READING TEXT:
George Breckenridge and Stuart Ross – Project I
Analysing COVID-19 Mobility Responses through Passively Collected App Data
‘Lockdown’ policies restricting mobility have caused mass disruption to the normal operation of daily activity in cities across the COVID-19 pandemic. They mark the first time in recent memory that national and global populations have been caused to simultaneously re-evaluate transport choices, whilst also causing wholesale changes in the location and spatial footprint of most social and economic activity. The understanding of such dislocated geographies will underpin urban and transport planning policies for maintaining low virus transmission risk and for revitalising the UK economy, far into 2021 and beyond.
The emergence of passively collected anonymous mobility datasets, produced though mobile phone apps in cases where user permission is granted, makes it possible to explore these transportation responses at fine spatial and temporal scales – before, during and after the COVID-19 lockdown(s). The aggregation of these contemporary UK patterns – which will be required to maintain user anonymity – allows for the exploration of hundreds of thousands of users whilst simultaneously protecting privacy. Indeed, the utility of privacy-enhanced outputs for policy will be a lead project focus. Phone data will be provided by partner Cuebiq through their secure online platform, which enables only the export of aggregated outputs to suitable spatial units.
In order to investigate such unprecedented changes in mobility using Cuebiq’s data, we expect to employ a variety of machine learning (ML) methods to extract features. A journal paper documenting these patterns as the COVID-19 crisis evolves is the anticipated output for this CDRC-funded project.

Saved entries:

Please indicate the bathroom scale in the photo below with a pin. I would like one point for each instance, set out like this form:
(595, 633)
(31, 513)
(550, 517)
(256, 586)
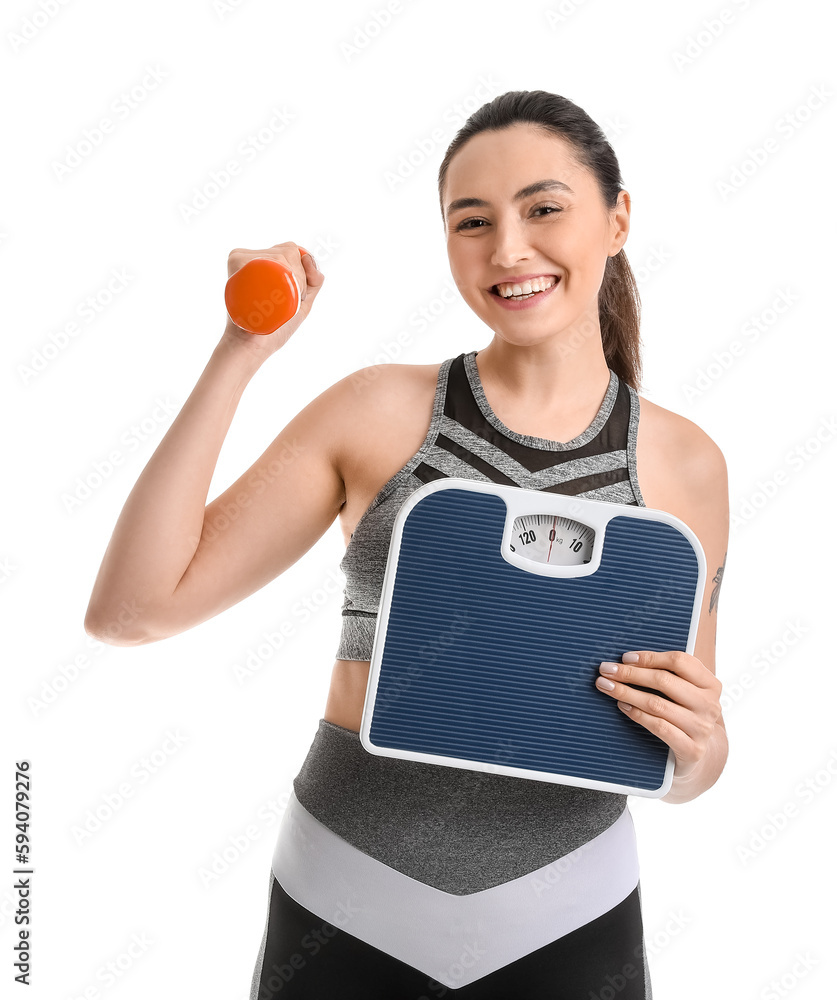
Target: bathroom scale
--
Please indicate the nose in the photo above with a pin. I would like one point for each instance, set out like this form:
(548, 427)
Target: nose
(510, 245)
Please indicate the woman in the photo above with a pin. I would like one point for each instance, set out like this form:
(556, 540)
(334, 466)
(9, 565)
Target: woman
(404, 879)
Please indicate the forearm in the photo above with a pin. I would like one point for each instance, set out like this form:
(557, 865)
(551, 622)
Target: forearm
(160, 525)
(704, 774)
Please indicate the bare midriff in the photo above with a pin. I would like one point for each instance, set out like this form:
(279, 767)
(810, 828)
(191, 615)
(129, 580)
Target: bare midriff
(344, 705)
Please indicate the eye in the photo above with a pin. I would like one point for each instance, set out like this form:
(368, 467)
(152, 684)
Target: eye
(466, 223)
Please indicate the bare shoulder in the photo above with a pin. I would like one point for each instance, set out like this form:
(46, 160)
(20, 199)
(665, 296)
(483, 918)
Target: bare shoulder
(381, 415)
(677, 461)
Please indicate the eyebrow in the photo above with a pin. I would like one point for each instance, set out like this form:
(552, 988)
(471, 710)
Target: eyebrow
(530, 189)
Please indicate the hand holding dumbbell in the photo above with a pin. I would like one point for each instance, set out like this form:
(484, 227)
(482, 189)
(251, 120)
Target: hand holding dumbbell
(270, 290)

ACTIVITIES:
[1] According to the project text, which partner will provide the phone data?
[2] Duplicate the part of the project text starting with "The emergence of" and going on through "suitable spatial units.".

SOLUTIONS TO EACH TASK:
[1] Cuebiq.

[2]
The emergence of passively collected anonymous mobility datasets, produced though mobile phone apps in cases where user permission is granted, makes it possible to explore these transportation responses at fine spatial and temporal scales – before, during and after the COVID-19 lockdown(s). The aggregation of these contemporary UK patterns – which will be required to maintain user anonymity – allows for the exploration of hundreds of thousands of users whilst simultaneously protecting privacy. Indeed, the utility of privacy-enhanced outputs for policy will be a lead project focus. Phone data will be provided by partner Cuebiq through their secure online platform, which enables only the export of aggregated outputs to suitable spatial units.